Kutipan Halaman:
******

Halaman

Kamis, 09 Mei 2019

desa Nusantara vs negara multikonflik agraria


desa Nusantara vs negara multikonflik agraria

Bukan masalah kewajaran. Secara historis ekologis. Ada kaitan fungsional antara desa, sawah dan sebutan negara agraris. Hamparan sawah menghijau. Sistem irigasi, pengairan yang terpadu dengan karakter lingkungan. Terdapat petak-petak sawah bak bertangga, sistem térasiring. Menambah bukti, Nusantara seolah secuwil surga yang muncul di dunia.

Posisi petani, selalu di antara dua kubu kepentingan. Antara nilai jual sawah, sertifikat tanah garapan dengan kebijakan kemandirian, ketahanan pangan nasional. Tak perlu ditebak. Dipastikan posisi petani padi atau produk pangan lainnya, mengikuti hukum gravitasi, daya tarik bumi.

******

Data yang Diberikan:
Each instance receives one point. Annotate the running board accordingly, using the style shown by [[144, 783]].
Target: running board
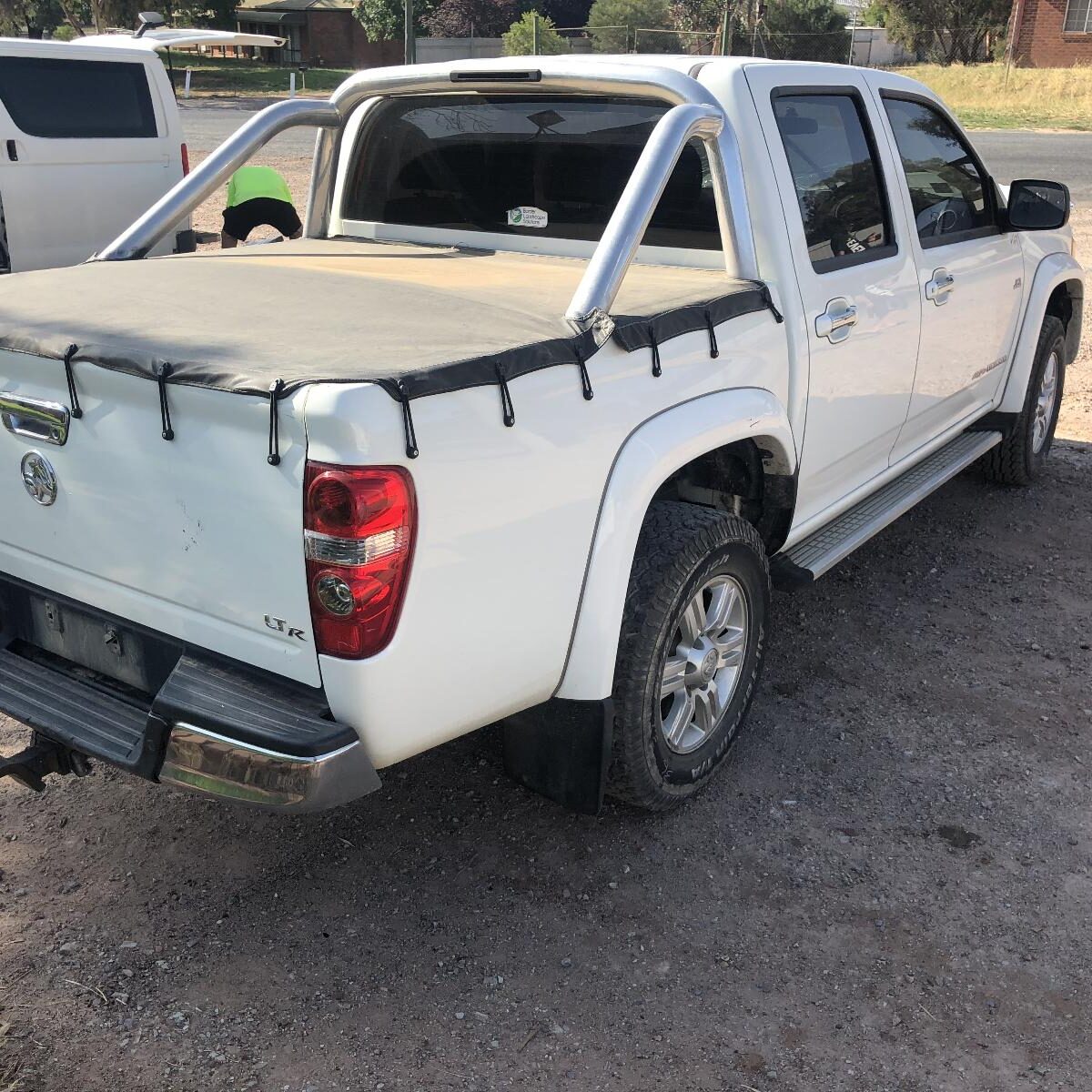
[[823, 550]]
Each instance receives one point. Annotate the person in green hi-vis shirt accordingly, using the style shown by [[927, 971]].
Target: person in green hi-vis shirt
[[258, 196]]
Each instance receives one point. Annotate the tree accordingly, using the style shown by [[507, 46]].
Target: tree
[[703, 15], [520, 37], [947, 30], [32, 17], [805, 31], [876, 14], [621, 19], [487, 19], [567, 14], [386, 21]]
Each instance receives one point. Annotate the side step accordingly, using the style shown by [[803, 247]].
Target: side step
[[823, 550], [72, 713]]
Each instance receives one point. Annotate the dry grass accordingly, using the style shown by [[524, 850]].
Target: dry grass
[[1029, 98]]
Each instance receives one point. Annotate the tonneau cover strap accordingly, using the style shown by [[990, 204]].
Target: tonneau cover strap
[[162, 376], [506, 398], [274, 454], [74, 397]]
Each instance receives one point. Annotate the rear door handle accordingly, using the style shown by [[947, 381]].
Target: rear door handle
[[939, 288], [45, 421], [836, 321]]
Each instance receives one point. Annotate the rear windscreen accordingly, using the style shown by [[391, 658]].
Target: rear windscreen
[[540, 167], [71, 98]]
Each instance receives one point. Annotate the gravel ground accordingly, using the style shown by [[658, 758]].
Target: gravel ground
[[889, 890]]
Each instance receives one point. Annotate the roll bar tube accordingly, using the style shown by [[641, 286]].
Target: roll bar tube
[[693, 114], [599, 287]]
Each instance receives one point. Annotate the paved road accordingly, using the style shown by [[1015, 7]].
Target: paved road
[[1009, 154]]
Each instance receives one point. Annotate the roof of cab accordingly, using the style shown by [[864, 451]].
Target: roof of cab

******

Daftar Tugas:
- 1) Salin kembali bagian tulisan tentang desa Nusantara yang dimulai dari kata-kata "Posisi petani, selalu" dan berhenti setelah "daya tarik bumi.", dengan mengganti "sawah" menjadi "ladang".
- 2) Rangkum tulisan tentang desa Nusantara dalam dua kalimat.

Jawaban per Tugas:
- 1)
Posisi petani, selalu di antara dua kubu kepentingan. Antara nilai jual ladang, sertifikat tanah garapan dengan kebijakan kemandirian, ketahanan pangan nasional. Tak perlu ditebak. Dipastikan posisi petani padi atau produk pangan lainnya, mengikuti hukum gravitasi, daya tarik bumi.

- 2) Tulisan ini menyebut adanya kaitan fungsional antara desa, sawah, dan sebutan negara agraris, dengan hamparan sawah menghijau, sistem irigasi, dan petak-petak sawah bertangga yang membuat Nusantara seolah secuil surga di dunia. Namun, posisi petani selalu berada di antara dua kubu kepentingan, yakni nilai jual sawah dan sertifikat tanah garapan di satu sisi serta kebijakan kemandirian dan ketahanan pangan nasional di sisi lain.